Return the passage of the home-working tax relief text that starts at "The relief works" and ends at "Assessment or P87.", copied word for word.

***** SELECTED EXCERPT

Actual costs method:
Annual household costs = (Heating + Electricity + Broadband) × 12
Allowable amount = Annual costs × Work-use proportion %
Tax relief = Allowable amount × Your marginal tax rate

Self-employed simplified expenses:
25–50 hours/month = £10/month
51–100 hours/month = £18/month
101+ hours/month = £26/month

The relief works by reducing your taxable income. For example, if you claim £288 at the 40% rate, HMRC reduces your taxable income by £288, saving you £115.20 in tax. This is applied either via a tax code adjustment (immediate, spread across payslips) or as a lump sum refund through Self Assessment or P87.

Example

Lucy — Higher rate taxpayer, works from home 3 days/week as required by employer

Lucy is a marketing manager earning £65,000. Her employer requires her to work from home 3 days per week. She works from home for 48 weeks of the year (4 weeks holiday).

**********
***** SUPPLIED RECORDS

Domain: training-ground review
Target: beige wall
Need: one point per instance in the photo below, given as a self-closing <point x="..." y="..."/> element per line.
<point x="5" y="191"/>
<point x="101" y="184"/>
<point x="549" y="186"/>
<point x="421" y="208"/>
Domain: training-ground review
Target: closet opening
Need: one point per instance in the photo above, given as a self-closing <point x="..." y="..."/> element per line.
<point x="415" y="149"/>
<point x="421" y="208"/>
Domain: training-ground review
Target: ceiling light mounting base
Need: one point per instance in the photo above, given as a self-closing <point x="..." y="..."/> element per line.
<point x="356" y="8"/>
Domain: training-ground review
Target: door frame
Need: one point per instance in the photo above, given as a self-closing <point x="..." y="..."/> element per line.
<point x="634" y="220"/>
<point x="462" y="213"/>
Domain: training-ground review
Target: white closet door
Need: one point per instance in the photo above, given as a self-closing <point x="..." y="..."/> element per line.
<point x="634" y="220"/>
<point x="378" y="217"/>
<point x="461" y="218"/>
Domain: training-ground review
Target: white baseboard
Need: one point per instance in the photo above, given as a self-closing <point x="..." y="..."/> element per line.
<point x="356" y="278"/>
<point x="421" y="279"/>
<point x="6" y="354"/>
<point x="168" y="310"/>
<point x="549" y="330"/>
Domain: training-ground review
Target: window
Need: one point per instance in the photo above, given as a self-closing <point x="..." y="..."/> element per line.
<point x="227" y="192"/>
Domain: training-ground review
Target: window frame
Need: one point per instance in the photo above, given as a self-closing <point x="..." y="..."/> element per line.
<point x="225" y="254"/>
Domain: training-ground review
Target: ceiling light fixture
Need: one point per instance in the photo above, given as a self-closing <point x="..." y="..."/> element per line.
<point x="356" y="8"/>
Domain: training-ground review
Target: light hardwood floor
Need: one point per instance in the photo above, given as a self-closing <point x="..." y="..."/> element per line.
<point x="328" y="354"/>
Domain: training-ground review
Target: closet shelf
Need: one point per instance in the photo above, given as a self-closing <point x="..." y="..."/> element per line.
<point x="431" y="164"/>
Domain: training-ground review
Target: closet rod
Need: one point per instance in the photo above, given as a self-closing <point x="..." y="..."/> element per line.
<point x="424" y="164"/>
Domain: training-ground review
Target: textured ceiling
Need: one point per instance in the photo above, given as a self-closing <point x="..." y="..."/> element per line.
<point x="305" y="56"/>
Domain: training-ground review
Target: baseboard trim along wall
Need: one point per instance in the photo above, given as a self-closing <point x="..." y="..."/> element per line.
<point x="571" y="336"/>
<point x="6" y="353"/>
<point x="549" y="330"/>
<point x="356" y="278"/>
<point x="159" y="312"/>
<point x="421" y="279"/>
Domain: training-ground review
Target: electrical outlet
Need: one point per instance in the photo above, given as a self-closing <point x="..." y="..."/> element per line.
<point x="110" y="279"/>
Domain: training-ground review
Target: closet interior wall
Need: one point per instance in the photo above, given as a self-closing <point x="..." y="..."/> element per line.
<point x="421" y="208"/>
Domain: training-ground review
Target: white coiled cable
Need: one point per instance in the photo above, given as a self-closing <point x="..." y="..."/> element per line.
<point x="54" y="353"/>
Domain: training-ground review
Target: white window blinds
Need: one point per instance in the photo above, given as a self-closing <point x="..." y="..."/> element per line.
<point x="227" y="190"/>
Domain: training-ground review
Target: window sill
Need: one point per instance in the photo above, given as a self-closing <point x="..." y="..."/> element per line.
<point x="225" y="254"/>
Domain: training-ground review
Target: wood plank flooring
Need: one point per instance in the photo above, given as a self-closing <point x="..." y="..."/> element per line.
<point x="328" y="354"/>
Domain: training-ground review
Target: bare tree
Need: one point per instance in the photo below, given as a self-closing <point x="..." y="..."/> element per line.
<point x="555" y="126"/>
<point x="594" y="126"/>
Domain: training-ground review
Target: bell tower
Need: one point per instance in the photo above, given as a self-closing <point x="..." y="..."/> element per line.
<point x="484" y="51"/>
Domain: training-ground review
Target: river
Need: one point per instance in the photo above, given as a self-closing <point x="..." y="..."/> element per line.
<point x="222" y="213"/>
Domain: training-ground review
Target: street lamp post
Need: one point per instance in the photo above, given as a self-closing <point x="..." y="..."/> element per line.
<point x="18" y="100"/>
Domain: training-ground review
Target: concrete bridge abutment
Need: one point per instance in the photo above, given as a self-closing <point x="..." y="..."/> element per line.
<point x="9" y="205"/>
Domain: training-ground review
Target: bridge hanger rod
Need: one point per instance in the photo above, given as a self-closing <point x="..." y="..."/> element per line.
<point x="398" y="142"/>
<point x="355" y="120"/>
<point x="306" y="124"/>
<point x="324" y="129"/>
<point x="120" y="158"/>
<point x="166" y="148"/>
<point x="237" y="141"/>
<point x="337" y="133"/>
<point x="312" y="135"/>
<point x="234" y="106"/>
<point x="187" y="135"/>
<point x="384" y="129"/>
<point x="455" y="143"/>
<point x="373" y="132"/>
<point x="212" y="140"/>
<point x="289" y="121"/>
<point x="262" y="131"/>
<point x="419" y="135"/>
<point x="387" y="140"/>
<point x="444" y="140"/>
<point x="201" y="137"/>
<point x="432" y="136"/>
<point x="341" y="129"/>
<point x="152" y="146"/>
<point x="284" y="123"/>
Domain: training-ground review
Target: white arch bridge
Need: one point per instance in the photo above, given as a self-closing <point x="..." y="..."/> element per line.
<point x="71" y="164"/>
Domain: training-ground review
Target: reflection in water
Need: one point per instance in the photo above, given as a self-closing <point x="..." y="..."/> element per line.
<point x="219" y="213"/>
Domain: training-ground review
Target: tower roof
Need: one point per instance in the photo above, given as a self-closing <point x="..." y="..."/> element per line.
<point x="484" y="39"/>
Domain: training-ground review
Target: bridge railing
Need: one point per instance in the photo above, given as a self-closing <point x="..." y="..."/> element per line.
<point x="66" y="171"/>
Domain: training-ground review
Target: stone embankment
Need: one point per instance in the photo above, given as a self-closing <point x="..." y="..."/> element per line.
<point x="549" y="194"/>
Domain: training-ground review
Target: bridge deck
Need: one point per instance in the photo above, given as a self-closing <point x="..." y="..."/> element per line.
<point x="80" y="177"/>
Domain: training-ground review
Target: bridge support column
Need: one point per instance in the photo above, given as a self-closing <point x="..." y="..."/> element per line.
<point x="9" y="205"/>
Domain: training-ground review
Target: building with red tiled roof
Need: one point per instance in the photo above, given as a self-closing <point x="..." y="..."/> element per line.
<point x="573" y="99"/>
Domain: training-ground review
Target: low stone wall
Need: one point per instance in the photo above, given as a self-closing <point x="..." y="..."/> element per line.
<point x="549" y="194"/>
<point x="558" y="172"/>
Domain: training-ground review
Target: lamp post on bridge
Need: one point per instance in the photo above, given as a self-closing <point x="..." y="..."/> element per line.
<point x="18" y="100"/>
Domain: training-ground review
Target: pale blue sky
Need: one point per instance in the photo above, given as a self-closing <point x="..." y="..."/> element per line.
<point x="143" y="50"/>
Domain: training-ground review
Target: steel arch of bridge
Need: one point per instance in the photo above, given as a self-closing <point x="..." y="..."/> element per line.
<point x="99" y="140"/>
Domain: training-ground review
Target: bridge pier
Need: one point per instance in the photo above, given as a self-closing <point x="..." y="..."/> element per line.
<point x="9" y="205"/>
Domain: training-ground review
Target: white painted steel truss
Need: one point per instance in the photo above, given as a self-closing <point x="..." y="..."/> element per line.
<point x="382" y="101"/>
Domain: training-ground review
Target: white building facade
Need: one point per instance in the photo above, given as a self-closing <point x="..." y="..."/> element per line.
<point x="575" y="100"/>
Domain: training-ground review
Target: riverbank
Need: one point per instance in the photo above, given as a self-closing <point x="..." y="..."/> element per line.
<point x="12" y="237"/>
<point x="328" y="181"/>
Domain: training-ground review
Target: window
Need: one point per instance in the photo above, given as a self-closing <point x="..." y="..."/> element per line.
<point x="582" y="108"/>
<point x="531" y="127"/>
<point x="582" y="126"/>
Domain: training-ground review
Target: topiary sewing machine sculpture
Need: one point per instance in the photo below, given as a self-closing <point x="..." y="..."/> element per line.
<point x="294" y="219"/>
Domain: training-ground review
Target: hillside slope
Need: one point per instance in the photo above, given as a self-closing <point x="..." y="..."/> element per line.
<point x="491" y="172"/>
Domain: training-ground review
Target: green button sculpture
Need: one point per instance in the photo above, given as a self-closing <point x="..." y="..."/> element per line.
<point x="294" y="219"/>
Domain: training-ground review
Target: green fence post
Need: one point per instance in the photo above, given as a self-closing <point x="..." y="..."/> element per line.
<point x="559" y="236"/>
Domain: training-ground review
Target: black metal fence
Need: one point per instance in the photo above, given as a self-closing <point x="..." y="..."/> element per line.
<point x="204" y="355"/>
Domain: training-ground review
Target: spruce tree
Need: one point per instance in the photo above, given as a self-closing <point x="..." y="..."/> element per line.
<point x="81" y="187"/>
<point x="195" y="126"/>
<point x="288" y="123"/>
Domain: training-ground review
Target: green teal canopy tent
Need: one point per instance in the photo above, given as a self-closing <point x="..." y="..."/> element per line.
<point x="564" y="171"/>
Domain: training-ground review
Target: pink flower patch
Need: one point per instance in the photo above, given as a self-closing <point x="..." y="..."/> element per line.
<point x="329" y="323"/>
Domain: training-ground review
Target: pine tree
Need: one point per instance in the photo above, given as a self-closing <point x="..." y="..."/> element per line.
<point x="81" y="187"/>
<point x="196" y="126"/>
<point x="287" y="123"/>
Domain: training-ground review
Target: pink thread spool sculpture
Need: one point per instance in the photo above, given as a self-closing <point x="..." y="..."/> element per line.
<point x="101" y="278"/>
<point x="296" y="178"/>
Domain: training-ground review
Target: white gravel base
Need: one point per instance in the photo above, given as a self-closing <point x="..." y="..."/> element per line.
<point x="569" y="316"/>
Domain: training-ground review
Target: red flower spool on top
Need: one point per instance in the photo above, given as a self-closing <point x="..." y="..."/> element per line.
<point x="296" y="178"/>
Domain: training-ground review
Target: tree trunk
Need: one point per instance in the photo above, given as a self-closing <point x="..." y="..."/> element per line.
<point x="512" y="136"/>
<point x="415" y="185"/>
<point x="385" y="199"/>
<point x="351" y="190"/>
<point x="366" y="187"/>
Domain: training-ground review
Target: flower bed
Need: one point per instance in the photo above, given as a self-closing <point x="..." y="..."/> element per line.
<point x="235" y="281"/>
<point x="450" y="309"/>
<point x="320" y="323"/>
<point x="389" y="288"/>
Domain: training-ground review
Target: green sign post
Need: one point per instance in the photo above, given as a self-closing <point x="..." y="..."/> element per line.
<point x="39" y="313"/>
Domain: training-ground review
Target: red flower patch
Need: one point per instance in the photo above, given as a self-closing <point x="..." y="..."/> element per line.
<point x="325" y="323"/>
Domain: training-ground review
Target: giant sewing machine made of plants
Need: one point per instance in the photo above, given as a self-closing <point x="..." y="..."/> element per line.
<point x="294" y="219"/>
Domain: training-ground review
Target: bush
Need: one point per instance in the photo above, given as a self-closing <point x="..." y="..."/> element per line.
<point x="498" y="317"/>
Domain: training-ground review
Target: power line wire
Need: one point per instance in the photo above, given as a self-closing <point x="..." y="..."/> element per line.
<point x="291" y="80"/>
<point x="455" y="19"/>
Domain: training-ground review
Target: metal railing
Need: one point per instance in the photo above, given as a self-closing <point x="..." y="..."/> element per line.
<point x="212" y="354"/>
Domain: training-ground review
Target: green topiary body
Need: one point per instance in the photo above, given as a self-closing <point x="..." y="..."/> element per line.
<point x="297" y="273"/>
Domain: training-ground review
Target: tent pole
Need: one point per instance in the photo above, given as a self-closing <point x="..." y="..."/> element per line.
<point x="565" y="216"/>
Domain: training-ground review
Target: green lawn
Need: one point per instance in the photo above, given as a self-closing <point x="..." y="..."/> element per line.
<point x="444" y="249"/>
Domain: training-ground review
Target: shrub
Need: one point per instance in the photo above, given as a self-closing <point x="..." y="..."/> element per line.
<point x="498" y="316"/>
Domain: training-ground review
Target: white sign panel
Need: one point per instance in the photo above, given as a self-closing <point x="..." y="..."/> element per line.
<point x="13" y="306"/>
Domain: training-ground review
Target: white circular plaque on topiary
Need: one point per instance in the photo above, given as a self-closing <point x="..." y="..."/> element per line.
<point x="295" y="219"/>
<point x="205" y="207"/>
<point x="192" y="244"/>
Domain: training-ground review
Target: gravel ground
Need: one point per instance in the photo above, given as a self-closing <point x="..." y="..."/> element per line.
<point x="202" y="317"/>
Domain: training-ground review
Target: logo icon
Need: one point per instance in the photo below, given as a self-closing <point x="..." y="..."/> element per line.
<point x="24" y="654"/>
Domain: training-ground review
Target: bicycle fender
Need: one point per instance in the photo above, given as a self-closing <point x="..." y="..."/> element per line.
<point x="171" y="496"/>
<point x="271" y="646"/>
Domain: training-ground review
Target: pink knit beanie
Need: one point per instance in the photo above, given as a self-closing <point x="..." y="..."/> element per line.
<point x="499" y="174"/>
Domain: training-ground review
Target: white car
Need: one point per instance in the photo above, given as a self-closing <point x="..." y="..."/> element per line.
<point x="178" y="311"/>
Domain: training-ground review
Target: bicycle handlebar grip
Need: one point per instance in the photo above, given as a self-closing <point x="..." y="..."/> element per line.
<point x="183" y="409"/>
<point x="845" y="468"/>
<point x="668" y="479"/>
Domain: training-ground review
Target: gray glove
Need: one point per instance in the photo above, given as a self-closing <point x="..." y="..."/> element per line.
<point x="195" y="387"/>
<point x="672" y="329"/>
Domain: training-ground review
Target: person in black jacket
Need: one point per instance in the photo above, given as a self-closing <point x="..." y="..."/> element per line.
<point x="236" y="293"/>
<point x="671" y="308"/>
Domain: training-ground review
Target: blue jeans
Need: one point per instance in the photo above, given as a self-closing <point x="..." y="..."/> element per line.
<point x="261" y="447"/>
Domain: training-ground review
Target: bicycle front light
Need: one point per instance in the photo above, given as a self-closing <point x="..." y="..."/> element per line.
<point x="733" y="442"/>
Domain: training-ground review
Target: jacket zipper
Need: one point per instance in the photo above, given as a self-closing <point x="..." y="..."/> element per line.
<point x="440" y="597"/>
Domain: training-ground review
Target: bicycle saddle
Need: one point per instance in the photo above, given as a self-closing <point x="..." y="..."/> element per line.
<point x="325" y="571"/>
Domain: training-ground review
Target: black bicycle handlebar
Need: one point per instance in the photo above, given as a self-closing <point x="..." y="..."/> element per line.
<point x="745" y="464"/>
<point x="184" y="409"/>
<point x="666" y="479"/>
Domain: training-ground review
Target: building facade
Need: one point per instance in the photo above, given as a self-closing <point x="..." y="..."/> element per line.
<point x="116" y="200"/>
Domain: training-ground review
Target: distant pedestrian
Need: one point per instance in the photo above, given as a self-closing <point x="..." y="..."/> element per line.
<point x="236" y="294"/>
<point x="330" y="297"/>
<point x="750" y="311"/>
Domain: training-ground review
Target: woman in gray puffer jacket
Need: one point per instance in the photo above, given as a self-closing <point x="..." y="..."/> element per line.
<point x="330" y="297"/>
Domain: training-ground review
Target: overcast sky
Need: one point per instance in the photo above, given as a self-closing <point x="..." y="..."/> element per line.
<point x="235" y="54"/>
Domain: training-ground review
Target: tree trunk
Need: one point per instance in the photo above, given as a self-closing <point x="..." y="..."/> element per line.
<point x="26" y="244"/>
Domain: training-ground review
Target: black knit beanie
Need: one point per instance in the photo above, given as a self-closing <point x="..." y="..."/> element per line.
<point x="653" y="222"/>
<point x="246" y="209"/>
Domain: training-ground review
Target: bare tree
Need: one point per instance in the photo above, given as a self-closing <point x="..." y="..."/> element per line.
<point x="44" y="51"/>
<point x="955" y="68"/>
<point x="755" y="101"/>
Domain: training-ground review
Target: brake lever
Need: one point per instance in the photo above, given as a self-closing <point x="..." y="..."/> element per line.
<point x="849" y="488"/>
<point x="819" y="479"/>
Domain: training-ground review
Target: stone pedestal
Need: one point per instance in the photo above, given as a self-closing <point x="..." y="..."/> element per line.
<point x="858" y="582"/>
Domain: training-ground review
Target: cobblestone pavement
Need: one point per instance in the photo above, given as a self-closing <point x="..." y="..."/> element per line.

**********

→ **TASK RESPONSE**
The relief works by reducing your taxable income. For example, if you claim £288 at the 40% rate, HMRC reduces your taxable income by £288, saving you £115.20 in tax. This is applied either via a tax code adjustment (immediate, spread across payslips) or as a lump sum refund through Self Assessment or P87.